Texte fourni:
[Article à lire dans le magazine têtu· du printemps, ou sur abonnement] Le canapé ? Tu peux bien le garder. L'appart ? Pas de problème, je m'en vais. Nos jolies assiettes chinées ? Je m'en fous. Le chat ? Même pas en rêve, je me battrai jusqu'à la mort !
Photographies : Sarah Witt pour têtu·
On parle beaucoup de bien-être animal aujourd'hui. Mais qui s'émeut que votre ex toxique ait conservé la garde de Shantay, le teckel arlequin nain dont il ne s'occupait pourtant jamais ? Quand on découvre les joies des relations longues, on est vite tenté de prendre un animal : c'est une marque d'engagement moins effrayante qu'un achat immobilier ou un projet parental. Mais la vie est mal faite, car l'amour peut s'avérer précaire, or un chat a neuf vies. Alors, en cas de séparation, qui va garder le minou ?

À faire: D'après le texte fourni, à quoi prendre un animal est-il comparé comme marque d'engagement ?

Items extraits:
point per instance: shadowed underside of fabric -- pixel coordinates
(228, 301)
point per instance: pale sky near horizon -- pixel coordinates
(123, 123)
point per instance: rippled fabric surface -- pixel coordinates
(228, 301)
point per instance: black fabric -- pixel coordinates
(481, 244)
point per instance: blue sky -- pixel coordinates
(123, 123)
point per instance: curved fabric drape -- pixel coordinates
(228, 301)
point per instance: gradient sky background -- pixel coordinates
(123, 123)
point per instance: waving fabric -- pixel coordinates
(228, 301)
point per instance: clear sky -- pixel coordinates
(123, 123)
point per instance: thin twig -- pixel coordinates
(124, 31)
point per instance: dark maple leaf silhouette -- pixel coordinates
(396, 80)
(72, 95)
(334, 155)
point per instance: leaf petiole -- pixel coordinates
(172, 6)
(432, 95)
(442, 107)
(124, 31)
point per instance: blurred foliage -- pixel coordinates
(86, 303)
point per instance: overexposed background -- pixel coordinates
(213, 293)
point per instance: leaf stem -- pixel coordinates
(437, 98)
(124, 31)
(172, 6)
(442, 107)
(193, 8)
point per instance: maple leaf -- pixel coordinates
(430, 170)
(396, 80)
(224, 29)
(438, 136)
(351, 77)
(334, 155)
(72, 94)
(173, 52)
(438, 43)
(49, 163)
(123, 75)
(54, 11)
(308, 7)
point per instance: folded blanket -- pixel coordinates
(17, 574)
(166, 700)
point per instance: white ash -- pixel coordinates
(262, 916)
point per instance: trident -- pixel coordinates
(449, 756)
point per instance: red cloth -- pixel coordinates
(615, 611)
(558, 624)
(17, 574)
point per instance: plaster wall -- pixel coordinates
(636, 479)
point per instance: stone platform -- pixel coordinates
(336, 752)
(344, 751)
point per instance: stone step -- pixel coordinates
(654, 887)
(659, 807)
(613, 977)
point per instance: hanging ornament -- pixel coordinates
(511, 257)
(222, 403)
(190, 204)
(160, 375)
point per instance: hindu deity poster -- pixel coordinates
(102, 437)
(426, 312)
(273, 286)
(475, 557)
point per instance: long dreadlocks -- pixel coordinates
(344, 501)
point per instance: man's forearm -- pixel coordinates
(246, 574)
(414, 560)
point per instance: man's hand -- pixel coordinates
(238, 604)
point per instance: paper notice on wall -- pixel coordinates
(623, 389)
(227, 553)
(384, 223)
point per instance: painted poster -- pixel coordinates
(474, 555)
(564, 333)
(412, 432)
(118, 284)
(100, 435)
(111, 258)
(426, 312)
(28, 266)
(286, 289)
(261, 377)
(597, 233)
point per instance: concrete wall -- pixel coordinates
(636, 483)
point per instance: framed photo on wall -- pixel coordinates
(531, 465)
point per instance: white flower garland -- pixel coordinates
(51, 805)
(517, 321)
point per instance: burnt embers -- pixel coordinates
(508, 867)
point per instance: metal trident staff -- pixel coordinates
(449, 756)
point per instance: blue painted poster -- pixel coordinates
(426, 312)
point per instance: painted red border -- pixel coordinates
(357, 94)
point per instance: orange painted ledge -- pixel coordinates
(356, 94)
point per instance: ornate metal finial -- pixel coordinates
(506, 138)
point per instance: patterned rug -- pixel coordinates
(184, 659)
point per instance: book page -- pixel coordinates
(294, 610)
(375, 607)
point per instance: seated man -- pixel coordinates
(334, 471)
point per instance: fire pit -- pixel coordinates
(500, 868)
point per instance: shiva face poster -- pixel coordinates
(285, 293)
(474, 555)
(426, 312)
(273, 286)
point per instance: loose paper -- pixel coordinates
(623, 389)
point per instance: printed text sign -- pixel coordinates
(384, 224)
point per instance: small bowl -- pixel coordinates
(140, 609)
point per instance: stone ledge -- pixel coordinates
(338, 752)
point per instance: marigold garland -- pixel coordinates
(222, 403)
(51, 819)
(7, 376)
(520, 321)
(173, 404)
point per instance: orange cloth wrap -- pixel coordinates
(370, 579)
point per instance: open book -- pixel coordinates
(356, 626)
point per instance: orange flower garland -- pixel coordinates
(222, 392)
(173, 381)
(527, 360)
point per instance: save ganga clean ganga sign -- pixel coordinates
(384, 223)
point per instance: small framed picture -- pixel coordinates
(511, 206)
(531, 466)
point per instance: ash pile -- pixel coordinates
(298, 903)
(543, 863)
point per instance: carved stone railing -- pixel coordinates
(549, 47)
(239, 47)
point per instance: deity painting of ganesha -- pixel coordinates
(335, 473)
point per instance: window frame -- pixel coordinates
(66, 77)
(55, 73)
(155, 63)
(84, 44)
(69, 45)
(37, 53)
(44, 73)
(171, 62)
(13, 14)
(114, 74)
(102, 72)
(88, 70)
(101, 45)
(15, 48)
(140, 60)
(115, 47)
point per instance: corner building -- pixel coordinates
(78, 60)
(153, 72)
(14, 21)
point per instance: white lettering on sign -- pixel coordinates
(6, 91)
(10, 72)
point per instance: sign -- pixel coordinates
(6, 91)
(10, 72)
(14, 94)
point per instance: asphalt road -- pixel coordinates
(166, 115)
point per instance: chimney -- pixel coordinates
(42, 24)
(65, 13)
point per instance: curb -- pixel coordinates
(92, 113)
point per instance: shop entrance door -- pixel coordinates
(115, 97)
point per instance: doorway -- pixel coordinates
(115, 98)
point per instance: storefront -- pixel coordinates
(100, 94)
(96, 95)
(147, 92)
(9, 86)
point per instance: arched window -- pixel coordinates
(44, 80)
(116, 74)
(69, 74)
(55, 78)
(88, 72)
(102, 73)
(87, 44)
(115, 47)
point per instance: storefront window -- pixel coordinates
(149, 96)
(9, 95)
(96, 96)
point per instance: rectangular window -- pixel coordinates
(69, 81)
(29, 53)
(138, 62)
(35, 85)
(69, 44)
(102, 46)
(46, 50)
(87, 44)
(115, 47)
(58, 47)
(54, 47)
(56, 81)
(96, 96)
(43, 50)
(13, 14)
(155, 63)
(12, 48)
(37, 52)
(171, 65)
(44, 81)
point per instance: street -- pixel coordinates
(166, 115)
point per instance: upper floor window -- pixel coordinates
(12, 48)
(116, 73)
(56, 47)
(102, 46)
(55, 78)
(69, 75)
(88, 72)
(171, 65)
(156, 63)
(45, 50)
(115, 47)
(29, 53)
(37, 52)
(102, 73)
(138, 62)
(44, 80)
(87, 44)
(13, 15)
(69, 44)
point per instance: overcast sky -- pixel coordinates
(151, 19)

Réponse complète: C'est une marque d'engagement moins effrayante qu'un achat immobilier ou un projet parental.